(Record excerpts)
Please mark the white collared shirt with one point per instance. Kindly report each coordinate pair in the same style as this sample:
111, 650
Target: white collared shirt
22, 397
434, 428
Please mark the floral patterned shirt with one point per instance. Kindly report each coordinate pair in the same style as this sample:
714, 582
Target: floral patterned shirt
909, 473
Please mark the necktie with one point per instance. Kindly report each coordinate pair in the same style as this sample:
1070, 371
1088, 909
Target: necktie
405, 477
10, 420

---

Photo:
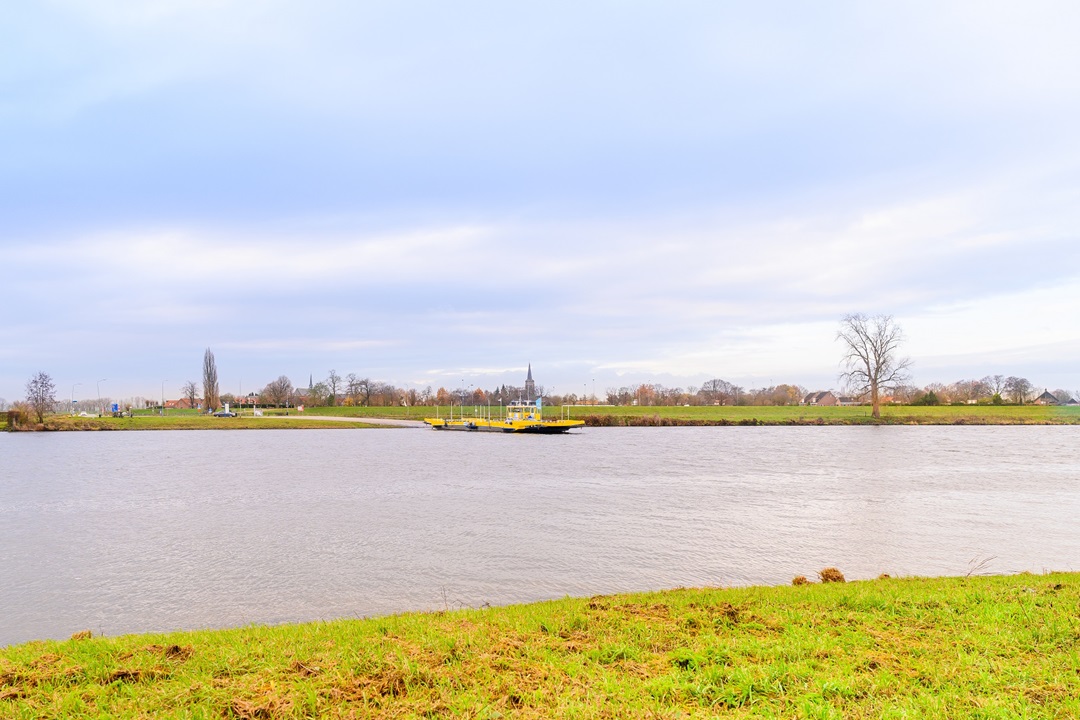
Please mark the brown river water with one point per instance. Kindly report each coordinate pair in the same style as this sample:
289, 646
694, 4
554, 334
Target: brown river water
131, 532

* * *

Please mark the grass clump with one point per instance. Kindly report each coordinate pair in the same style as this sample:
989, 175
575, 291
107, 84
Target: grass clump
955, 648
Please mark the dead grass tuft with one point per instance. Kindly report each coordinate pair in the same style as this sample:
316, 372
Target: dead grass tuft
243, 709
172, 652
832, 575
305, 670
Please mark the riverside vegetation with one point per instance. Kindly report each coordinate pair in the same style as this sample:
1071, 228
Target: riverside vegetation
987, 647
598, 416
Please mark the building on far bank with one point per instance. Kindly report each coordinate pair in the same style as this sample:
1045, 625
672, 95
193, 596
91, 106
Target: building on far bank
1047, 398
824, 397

(Work to complete) State how many lines in the records above contain the word "brown". Give only the number.

(Task answer) 2